Given problem => Rewrite all of the data below, replacing every occurrence of "pixel coordinates" with "pixel positions" and leaving everything else unchanged.

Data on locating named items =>
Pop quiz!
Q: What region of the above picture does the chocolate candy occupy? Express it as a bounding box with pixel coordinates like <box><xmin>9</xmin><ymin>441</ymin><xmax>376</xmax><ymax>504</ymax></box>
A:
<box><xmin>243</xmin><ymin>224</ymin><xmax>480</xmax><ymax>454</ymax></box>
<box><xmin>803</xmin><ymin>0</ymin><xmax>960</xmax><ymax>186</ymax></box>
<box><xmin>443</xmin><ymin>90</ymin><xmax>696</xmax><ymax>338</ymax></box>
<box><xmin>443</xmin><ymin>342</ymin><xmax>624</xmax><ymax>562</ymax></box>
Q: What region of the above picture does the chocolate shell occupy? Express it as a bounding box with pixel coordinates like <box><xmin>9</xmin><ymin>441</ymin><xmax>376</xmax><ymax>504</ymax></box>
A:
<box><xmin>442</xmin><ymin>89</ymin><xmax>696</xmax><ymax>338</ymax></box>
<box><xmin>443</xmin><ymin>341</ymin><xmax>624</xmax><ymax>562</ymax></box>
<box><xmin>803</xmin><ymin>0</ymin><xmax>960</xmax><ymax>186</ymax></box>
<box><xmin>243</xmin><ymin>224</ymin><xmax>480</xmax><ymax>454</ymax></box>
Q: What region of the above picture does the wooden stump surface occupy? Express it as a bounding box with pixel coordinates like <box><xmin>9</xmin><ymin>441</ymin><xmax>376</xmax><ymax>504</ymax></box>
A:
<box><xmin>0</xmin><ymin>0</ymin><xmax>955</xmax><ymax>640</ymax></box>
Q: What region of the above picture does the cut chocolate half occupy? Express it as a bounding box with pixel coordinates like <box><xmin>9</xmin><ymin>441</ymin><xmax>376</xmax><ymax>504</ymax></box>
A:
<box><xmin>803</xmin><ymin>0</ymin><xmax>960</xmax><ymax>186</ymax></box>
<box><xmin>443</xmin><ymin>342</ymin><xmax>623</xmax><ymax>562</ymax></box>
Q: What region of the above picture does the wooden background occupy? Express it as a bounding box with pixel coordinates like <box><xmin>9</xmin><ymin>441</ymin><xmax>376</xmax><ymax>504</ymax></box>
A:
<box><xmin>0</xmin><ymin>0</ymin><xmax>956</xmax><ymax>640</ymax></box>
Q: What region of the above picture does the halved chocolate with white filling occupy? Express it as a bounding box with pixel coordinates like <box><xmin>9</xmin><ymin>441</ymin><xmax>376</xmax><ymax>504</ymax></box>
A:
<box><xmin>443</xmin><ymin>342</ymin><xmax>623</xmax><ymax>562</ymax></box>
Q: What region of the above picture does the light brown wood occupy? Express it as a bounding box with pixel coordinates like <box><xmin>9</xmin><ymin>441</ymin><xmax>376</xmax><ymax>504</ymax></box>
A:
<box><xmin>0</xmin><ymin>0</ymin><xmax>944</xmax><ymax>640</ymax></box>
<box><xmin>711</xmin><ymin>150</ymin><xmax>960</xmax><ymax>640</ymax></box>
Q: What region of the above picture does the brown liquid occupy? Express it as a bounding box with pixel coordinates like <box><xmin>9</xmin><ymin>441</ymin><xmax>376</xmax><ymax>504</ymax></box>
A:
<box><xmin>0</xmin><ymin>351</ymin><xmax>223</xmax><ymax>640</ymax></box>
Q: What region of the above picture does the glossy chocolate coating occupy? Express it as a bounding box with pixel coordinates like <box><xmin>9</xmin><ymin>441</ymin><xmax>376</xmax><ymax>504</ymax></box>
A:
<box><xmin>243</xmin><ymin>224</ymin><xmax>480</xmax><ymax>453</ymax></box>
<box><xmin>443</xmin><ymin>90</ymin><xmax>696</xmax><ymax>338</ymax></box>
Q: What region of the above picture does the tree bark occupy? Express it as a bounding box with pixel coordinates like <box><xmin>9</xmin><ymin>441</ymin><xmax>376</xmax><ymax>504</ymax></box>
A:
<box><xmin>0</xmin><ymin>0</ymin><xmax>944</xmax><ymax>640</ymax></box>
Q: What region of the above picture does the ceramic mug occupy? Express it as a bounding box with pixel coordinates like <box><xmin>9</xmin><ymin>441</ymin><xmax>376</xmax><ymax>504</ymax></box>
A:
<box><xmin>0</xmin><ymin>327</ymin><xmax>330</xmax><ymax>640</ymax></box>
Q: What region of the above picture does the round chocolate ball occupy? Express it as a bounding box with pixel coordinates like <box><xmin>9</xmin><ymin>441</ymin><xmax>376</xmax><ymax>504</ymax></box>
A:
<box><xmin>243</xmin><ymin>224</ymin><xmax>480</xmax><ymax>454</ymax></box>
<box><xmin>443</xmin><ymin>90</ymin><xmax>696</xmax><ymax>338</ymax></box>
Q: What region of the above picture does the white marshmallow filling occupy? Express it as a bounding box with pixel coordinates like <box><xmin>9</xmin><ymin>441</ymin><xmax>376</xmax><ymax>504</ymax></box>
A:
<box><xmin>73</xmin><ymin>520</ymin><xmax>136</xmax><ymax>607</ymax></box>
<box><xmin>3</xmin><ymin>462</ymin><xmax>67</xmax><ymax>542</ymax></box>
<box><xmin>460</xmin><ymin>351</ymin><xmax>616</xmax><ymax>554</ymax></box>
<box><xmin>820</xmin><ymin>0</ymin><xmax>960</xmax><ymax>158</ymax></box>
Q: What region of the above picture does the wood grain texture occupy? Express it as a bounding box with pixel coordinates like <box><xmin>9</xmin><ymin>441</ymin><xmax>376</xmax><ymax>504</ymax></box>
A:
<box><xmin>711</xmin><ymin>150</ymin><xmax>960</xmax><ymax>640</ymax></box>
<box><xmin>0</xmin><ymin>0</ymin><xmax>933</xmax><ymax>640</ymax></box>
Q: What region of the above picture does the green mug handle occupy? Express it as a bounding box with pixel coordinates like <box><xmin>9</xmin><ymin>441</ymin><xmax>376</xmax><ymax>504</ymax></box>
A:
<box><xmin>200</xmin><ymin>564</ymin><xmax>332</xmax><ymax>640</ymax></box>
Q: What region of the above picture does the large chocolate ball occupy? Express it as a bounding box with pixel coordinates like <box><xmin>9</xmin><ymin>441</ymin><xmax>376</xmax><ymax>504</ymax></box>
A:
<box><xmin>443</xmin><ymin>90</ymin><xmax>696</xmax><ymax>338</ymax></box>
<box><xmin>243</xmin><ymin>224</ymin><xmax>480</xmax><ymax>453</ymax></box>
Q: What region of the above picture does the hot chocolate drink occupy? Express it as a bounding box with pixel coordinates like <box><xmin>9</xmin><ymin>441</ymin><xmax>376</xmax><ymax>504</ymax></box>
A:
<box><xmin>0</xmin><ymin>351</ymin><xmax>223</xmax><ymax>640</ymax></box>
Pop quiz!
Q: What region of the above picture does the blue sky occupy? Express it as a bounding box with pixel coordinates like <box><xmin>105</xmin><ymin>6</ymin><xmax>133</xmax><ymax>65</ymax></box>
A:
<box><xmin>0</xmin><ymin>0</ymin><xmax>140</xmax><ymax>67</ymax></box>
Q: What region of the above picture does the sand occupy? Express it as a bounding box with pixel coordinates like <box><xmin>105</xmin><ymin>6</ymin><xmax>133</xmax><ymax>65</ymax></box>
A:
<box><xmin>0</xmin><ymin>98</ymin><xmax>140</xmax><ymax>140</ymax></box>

Expected answer =>
Pop quiz!
Q: What region of the above picture does the chocolate candy occupy? Express it as a bounding box with pixel positions like <box><xmin>9</xmin><ymin>441</ymin><xmax>376</xmax><ymax>504</ymax></box>
A:
<box><xmin>243</xmin><ymin>224</ymin><xmax>480</xmax><ymax>454</ymax></box>
<box><xmin>803</xmin><ymin>0</ymin><xmax>960</xmax><ymax>186</ymax></box>
<box><xmin>443</xmin><ymin>90</ymin><xmax>696</xmax><ymax>338</ymax></box>
<box><xmin>443</xmin><ymin>342</ymin><xmax>624</xmax><ymax>562</ymax></box>
Q: What region of the above picture does the chocolate shell occupy? Express it as a bounding box with pixel positions like <box><xmin>9</xmin><ymin>441</ymin><xmax>376</xmax><ymax>504</ymax></box>
A:
<box><xmin>442</xmin><ymin>89</ymin><xmax>696</xmax><ymax>338</ymax></box>
<box><xmin>443</xmin><ymin>341</ymin><xmax>624</xmax><ymax>562</ymax></box>
<box><xmin>803</xmin><ymin>0</ymin><xmax>960</xmax><ymax>186</ymax></box>
<box><xmin>243</xmin><ymin>224</ymin><xmax>480</xmax><ymax>454</ymax></box>
Q: What region of the above picture does the wooden stump surface occupy? Express it as a bounding box with pixel positions like <box><xmin>9</xmin><ymin>441</ymin><xmax>376</xmax><ymax>504</ymax></box>
A:
<box><xmin>0</xmin><ymin>0</ymin><xmax>955</xmax><ymax>640</ymax></box>
Q: What region of the above picture does the cut chocolate half occupy? Express it as a bounding box with pixel positions like <box><xmin>9</xmin><ymin>441</ymin><xmax>376</xmax><ymax>504</ymax></box>
A:
<box><xmin>803</xmin><ymin>0</ymin><xmax>960</xmax><ymax>186</ymax></box>
<box><xmin>443</xmin><ymin>342</ymin><xmax>623</xmax><ymax>562</ymax></box>
Q: What region of the above picture does the wooden background occupy? Express it as a bounding box with pixel positions like <box><xmin>9</xmin><ymin>441</ymin><xmax>376</xmax><ymax>504</ymax></box>
A:
<box><xmin>0</xmin><ymin>0</ymin><xmax>956</xmax><ymax>640</ymax></box>
Q: What region of the above picture does the halved chocolate with white filling occupy? Express it as a bounding box with pixel positions like <box><xmin>9</xmin><ymin>441</ymin><xmax>376</xmax><ymax>504</ymax></box>
A:
<box><xmin>443</xmin><ymin>342</ymin><xmax>623</xmax><ymax>562</ymax></box>
Q: What region of the above picture does the light brown wood occupy? Express it as a bounding box with pixel positions like <box><xmin>9</xmin><ymin>441</ymin><xmax>376</xmax><ymax>504</ymax></box>
A:
<box><xmin>0</xmin><ymin>0</ymin><xmax>944</xmax><ymax>640</ymax></box>
<box><xmin>711</xmin><ymin>150</ymin><xmax>960</xmax><ymax>640</ymax></box>
Q: What region of the above picture does the brown liquid occupy? Express it as a bounding box with pixel positions like <box><xmin>9</xmin><ymin>441</ymin><xmax>376</xmax><ymax>504</ymax></box>
A:
<box><xmin>0</xmin><ymin>351</ymin><xmax>223</xmax><ymax>640</ymax></box>
Q: What region of the above picture does the glossy chocolate coating occupy? Express it as a bounding box with pixel positions like <box><xmin>9</xmin><ymin>441</ymin><xmax>376</xmax><ymax>504</ymax></box>
A:
<box><xmin>243</xmin><ymin>224</ymin><xmax>480</xmax><ymax>453</ymax></box>
<box><xmin>443</xmin><ymin>90</ymin><xmax>696</xmax><ymax>338</ymax></box>
Q: What region of the above picture does the tree bark occupy? Express it as a bounding box with pixel positions like <box><xmin>9</xmin><ymin>441</ymin><xmax>376</xmax><ymax>504</ymax></box>
A:
<box><xmin>0</xmin><ymin>0</ymin><xmax>944</xmax><ymax>640</ymax></box>
Q: What region of the above picture does the ceramic mug occupy? Express it as a bounding box with pixel positions like <box><xmin>9</xmin><ymin>441</ymin><xmax>376</xmax><ymax>504</ymax></box>
A:
<box><xmin>0</xmin><ymin>327</ymin><xmax>330</xmax><ymax>640</ymax></box>
Q: What region of the above picture does the round chocolate ball occupy? Express it as a bounding box with pixel positions like <box><xmin>9</xmin><ymin>441</ymin><xmax>376</xmax><ymax>504</ymax></box>
A:
<box><xmin>243</xmin><ymin>224</ymin><xmax>480</xmax><ymax>454</ymax></box>
<box><xmin>443</xmin><ymin>90</ymin><xmax>696</xmax><ymax>338</ymax></box>
Q: What region of the above picture does the white marshmallow filling occupy? Express it as a bounding box with pixel positions like <box><xmin>9</xmin><ymin>441</ymin><xmax>376</xmax><ymax>504</ymax></box>
A:
<box><xmin>73</xmin><ymin>520</ymin><xmax>136</xmax><ymax>607</ymax></box>
<box><xmin>3</xmin><ymin>462</ymin><xmax>67</xmax><ymax>542</ymax></box>
<box><xmin>460</xmin><ymin>351</ymin><xmax>616</xmax><ymax>554</ymax></box>
<box><xmin>820</xmin><ymin>0</ymin><xmax>960</xmax><ymax>158</ymax></box>
Q: What region of the above picture does the wood grain texture occupy? Express it as a bounding box with pixel positions like <box><xmin>9</xmin><ymin>441</ymin><xmax>376</xmax><ymax>504</ymax></box>
A:
<box><xmin>711</xmin><ymin>150</ymin><xmax>960</xmax><ymax>640</ymax></box>
<box><xmin>0</xmin><ymin>0</ymin><xmax>933</xmax><ymax>640</ymax></box>
Q: What region of the above picture does the green mug handle occupy? Express it as a bounding box with pixel positions like <box><xmin>9</xmin><ymin>441</ymin><xmax>376</xmax><ymax>504</ymax></box>
A:
<box><xmin>200</xmin><ymin>564</ymin><xmax>332</xmax><ymax>640</ymax></box>
Q: What region of the above picture does the large chocolate ball occupy? Express it as a bounding box with pixel positions like <box><xmin>9</xmin><ymin>441</ymin><xmax>376</xmax><ymax>504</ymax></box>
A:
<box><xmin>443</xmin><ymin>90</ymin><xmax>696</xmax><ymax>338</ymax></box>
<box><xmin>243</xmin><ymin>224</ymin><xmax>480</xmax><ymax>453</ymax></box>
Q: What region of the above picture does the hot chocolate drink occupy? Express it as a bounding box with pixel positions like <box><xmin>9</xmin><ymin>441</ymin><xmax>376</xmax><ymax>504</ymax></box>
A:
<box><xmin>0</xmin><ymin>351</ymin><xmax>223</xmax><ymax>640</ymax></box>
Pop quiz!
Q: What region of the above picture does the blue sky occupy? Express it as a bounding box with pixel positions like <box><xmin>105</xmin><ymin>6</ymin><xmax>133</xmax><ymax>65</ymax></box>
A:
<box><xmin>0</xmin><ymin>0</ymin><xmax>140</xmax><ymax>67</ymax></box>
Q: What region of the above picture does the sand occupy? Express it as a bounding box with pixel positions like <box><xmin>105</xmin><ymin>6</ymin><xmax>133</xmax><ymax>65</ymax></box>
A:
<box><xmin>0</xmin><ymin>98</ymin><xmax>140</xmax><ymax>140</ymax></box>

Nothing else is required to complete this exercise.